▶ **Stated task**
Find "Look at the photograph above. For each instance of the road" in the data, then restate the line it sits in and every later line word for word, ending with the last line.

▶ **Records supplied**
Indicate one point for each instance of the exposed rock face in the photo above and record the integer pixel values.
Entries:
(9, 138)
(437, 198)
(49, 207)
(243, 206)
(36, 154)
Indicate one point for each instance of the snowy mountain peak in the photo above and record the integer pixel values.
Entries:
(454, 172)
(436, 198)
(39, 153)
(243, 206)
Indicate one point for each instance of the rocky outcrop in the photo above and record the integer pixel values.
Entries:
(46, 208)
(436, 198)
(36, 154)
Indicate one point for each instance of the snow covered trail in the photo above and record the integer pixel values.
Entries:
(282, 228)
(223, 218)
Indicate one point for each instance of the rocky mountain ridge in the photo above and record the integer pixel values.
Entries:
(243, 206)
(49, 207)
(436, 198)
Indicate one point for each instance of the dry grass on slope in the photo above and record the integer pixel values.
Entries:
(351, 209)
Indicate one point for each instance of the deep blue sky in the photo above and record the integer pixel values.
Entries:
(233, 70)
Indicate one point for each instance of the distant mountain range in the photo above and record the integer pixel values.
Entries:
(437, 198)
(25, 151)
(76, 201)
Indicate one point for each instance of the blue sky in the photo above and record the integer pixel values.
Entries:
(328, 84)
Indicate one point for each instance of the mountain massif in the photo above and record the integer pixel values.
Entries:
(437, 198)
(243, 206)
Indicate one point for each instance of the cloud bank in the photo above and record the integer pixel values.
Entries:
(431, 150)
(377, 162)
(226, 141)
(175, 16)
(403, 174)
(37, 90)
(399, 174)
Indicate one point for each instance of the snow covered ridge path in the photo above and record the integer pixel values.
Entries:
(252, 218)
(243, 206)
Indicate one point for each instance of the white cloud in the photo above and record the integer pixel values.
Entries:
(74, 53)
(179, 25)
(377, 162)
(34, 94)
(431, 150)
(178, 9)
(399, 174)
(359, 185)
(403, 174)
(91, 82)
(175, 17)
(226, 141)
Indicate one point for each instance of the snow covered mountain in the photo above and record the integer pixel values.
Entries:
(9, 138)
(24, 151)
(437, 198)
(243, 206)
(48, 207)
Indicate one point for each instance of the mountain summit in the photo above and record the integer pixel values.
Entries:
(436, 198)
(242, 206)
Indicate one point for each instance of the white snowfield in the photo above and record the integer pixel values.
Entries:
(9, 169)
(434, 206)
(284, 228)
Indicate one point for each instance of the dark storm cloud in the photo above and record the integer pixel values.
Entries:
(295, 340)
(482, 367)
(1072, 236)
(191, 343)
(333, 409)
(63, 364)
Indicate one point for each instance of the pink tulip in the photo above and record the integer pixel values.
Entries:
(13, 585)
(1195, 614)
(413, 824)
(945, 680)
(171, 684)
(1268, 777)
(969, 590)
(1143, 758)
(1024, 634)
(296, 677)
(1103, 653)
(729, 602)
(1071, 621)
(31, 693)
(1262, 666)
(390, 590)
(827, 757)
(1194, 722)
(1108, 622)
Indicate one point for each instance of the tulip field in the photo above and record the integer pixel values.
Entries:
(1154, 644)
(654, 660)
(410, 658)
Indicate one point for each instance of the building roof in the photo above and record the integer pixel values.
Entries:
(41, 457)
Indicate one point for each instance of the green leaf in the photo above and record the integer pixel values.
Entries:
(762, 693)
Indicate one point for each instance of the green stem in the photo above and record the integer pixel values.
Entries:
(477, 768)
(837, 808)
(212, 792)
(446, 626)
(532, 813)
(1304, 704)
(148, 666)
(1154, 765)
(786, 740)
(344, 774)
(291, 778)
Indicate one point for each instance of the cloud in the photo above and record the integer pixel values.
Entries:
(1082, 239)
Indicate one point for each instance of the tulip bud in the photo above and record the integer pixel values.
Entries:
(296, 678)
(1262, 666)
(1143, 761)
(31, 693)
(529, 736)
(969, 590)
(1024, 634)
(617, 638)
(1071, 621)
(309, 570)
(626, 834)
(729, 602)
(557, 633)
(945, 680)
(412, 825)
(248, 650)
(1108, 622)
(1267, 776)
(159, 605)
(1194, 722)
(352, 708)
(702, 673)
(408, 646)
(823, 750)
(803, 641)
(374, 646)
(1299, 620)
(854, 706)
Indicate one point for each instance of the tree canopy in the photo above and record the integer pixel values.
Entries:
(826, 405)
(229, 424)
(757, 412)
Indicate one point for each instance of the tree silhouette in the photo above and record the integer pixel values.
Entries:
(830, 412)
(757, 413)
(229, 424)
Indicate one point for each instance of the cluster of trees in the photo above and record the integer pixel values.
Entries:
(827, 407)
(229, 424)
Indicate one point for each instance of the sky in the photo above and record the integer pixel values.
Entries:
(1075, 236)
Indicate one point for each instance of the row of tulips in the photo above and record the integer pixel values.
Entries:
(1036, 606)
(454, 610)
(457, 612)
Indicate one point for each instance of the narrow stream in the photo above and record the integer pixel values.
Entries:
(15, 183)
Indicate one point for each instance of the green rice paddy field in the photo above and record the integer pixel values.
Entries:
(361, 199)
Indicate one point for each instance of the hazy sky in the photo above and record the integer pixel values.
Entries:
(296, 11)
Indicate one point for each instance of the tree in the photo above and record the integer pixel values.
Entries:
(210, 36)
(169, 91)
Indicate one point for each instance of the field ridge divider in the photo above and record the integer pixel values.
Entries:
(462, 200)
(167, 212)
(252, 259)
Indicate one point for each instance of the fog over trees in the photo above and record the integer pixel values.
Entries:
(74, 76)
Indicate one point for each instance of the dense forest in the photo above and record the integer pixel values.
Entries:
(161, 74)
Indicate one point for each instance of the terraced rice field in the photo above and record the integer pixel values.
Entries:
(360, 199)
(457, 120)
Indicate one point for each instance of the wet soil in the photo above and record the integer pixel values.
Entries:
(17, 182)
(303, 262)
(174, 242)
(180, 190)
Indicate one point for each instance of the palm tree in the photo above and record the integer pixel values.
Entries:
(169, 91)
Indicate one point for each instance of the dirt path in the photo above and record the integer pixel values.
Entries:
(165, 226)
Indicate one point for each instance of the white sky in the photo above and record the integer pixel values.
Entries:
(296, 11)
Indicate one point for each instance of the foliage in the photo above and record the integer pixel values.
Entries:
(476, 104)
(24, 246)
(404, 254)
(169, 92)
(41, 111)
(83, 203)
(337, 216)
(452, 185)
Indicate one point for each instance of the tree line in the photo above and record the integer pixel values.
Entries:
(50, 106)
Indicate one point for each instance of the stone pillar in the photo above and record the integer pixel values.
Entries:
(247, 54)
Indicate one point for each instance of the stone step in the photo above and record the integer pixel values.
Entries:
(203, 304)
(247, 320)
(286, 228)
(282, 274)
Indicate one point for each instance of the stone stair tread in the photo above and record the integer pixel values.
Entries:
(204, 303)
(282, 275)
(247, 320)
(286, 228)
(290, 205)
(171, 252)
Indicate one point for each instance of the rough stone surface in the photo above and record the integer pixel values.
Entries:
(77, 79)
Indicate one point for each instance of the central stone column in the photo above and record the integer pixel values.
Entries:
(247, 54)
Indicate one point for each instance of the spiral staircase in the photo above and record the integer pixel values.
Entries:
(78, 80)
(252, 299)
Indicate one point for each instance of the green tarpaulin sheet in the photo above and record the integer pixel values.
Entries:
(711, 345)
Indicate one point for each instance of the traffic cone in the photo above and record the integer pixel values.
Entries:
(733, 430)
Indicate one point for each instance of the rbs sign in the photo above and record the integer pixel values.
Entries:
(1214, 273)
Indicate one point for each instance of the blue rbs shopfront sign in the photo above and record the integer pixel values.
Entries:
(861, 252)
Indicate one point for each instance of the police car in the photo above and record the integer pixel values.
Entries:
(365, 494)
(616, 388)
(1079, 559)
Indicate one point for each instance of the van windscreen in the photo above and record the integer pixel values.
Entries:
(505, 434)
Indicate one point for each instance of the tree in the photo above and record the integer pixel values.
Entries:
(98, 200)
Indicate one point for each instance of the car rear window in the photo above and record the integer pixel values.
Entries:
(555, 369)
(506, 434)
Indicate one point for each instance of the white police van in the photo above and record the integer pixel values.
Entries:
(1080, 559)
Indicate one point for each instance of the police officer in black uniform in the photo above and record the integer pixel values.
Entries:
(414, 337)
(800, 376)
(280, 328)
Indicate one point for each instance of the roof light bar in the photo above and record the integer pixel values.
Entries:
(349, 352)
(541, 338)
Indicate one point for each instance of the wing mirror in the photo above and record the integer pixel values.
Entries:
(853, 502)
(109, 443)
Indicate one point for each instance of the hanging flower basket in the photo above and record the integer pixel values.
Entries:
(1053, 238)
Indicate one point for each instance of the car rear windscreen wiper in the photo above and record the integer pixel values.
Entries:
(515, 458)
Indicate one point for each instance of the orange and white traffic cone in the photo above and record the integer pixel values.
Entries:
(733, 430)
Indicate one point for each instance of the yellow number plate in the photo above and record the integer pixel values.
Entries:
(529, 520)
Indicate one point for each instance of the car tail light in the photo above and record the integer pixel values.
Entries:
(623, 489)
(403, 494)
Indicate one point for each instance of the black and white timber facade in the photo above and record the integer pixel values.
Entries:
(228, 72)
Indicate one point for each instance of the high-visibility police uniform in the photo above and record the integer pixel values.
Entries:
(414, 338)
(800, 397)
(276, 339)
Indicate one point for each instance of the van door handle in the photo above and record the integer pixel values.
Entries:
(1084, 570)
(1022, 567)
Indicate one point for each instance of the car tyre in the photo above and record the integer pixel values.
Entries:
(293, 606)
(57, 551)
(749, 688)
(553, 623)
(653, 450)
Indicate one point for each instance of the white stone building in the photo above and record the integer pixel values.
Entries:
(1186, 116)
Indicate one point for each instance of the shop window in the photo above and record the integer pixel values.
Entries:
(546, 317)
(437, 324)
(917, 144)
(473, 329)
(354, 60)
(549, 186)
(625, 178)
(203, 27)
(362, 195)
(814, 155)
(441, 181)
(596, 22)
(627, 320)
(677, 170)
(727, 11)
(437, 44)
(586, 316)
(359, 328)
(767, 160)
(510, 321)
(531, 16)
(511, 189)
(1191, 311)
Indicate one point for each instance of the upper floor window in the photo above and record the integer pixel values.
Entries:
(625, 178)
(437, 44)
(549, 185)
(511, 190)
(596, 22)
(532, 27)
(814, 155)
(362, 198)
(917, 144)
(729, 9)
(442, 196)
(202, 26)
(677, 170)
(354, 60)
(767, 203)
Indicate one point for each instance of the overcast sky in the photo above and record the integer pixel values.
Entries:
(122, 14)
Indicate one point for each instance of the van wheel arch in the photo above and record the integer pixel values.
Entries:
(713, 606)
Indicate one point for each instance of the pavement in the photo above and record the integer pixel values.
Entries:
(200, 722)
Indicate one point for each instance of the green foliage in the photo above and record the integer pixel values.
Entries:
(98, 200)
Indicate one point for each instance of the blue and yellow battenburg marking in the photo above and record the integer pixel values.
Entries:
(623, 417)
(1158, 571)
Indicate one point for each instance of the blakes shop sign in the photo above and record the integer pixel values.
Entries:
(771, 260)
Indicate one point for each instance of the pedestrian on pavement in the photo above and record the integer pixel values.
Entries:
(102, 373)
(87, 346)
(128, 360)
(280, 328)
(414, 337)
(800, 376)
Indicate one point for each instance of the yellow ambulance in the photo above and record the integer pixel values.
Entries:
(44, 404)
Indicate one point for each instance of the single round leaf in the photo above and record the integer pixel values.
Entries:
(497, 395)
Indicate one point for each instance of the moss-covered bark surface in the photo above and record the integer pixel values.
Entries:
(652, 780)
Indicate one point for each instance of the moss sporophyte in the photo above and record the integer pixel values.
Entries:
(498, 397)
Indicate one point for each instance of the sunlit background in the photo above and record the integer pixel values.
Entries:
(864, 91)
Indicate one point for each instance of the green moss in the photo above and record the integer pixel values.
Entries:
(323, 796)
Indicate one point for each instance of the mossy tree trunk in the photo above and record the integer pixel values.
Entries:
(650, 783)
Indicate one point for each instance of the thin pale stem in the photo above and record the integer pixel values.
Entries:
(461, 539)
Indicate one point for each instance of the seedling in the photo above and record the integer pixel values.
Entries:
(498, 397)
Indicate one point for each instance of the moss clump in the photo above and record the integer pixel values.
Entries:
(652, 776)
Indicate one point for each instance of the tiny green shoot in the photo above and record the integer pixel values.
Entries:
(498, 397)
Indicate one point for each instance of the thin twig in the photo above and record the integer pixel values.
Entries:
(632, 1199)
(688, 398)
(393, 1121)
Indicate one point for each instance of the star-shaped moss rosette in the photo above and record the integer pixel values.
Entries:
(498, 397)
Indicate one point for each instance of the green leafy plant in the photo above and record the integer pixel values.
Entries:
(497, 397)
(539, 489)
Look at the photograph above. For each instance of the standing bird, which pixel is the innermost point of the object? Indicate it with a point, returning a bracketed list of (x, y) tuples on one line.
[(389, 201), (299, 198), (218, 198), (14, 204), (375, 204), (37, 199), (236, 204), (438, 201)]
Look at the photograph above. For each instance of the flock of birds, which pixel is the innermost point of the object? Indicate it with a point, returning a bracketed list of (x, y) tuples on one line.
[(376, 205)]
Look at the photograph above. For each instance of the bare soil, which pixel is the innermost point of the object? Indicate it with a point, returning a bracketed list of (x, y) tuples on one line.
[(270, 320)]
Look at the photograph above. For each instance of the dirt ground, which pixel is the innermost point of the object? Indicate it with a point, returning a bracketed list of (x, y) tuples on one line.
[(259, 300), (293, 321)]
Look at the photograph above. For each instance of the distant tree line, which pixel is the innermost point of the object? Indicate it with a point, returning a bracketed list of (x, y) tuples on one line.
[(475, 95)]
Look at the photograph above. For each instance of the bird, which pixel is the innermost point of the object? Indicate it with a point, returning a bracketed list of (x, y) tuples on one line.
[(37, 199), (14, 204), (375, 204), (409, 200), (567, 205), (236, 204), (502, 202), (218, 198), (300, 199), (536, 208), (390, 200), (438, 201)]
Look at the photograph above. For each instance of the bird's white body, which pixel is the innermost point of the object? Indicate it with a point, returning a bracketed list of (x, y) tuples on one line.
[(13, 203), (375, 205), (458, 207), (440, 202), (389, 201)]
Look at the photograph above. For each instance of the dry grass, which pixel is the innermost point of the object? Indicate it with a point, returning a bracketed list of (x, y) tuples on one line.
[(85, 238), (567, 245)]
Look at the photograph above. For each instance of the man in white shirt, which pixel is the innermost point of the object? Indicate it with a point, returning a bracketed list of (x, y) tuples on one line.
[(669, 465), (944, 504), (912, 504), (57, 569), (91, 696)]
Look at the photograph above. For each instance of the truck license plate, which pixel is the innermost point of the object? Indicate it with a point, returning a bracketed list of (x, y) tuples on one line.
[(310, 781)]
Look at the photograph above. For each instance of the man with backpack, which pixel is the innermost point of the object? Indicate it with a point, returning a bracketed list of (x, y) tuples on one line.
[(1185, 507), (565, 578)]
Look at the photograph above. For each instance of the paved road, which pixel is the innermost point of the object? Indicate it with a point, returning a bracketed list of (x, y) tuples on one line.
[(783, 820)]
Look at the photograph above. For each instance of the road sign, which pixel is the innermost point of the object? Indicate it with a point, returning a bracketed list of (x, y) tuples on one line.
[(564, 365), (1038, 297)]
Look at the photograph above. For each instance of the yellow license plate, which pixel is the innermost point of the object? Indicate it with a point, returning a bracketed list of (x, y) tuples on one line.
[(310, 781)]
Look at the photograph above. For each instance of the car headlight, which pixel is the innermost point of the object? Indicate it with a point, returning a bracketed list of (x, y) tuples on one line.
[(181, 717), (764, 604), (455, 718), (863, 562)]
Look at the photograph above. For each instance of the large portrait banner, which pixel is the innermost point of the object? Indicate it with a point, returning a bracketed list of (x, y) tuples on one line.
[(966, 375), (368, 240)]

▶ **Exercise output**
Look at the photograph above. For each instance of the road sign, which pixel is the innermost point of the object? Indicate it with a point, returning a bracketed list of (x, y) tuples on one line.
[(564, 365), (1038, 297)]
Look at the photograph above. For each instance of the yellow license plate, which pixel is the innermost point of the object? Indicate it with a point, returning a bracketed list of (x, y) tuples on one line.
[(310, 781)]
Look at the photograph above. For each instance of the car headlight, which pixel is the innermost point of the object? Indicate it with a point, returning a bracketed list of (x, y) tuples on one line.
[(181, 717), (764, 604), (455, 718), (863, 562)]
Look at the photograph above. For each instance of the large portrait banner, which pixel is the innermost point of the object? Indicate it with a point, returning a bracketed list of (x, y) tuples on one line.
[(966, 375), (368, 240)]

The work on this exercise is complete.